Goal – Please write out the data below, starting with the line that contains "Give the mask of every instance of the hallway" and going on through the line that contains "132], [32, 128]]". Include both of those lines, change no character, and copy nothing else.

Data supplied –
------------------------------

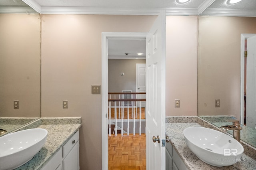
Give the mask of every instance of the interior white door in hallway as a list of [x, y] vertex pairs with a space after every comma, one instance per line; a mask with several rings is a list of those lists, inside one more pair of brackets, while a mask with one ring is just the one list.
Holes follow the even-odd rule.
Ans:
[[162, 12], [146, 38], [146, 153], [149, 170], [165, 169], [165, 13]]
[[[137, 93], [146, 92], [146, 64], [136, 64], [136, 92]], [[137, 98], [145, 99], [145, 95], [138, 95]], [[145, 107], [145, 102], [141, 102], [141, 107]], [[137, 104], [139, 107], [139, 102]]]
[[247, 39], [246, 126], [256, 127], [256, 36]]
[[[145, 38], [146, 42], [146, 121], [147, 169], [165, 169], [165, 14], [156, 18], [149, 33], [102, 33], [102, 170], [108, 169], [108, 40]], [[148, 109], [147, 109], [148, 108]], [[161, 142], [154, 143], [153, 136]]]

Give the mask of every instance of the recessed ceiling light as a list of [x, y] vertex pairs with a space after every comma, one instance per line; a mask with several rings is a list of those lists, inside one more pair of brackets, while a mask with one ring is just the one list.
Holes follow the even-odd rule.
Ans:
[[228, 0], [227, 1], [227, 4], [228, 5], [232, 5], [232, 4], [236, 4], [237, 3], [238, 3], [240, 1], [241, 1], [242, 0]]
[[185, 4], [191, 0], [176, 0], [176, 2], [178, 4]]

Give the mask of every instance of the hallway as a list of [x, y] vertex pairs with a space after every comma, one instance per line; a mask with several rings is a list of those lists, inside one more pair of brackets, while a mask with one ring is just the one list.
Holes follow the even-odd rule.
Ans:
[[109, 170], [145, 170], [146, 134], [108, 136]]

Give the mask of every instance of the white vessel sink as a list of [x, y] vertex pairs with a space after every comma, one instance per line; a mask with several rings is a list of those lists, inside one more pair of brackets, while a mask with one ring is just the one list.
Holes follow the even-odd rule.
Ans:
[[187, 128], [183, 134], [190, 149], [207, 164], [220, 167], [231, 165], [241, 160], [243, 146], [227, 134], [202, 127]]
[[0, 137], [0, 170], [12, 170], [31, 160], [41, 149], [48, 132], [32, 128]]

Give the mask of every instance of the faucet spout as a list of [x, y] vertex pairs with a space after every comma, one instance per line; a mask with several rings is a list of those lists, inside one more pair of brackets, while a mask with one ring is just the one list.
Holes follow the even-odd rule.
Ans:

------------------------------

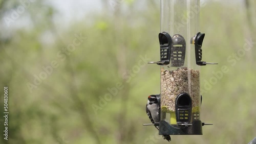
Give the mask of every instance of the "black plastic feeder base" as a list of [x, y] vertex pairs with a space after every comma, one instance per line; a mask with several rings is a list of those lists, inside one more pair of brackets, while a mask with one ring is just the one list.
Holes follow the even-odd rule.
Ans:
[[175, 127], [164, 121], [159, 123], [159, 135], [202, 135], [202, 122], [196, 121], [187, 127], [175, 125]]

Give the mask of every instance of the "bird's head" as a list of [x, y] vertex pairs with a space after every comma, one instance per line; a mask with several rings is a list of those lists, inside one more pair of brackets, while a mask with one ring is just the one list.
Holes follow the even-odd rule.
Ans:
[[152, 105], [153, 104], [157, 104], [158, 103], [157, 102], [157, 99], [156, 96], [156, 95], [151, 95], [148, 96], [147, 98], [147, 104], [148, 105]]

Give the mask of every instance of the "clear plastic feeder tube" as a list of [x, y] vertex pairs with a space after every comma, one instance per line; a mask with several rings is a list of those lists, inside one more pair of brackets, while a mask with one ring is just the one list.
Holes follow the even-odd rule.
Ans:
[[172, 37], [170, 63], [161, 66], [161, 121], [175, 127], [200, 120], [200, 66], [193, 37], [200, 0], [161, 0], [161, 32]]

------------------------------

Result for this exercise –
Give the mask of every instance of the hallway as a list of [x, y] vertex pairs with a space after every comma, one instance per line; a mask with several rings is a list of those lists, inside one more pair of brackets, while a mask with one ring is just the one list.
Holes follow the even-odd rule.
Ans:
[[109, 170], [145, 170], [146, 134], [108, 136]]

Give the mask of every instance of the white vessel sink as a list of [x, y] vertex pairs with a space after every comma, one instance per line; a mask with several rings is a list of those lists, inside one more pair of brackets, while a mask with one ring is just the one list.
Holes follow the even-odd rule.
Ans:
[[187, 128], [183, 134], [190, 149], [207, 164], [220, 167], [231, 165], [241, 160], [243, 146], [227, 134], [202, 127]]
[[0, 137], [0, 170], [12, 170], [31, 160], [41, 149], [48, 132], [32, 128]]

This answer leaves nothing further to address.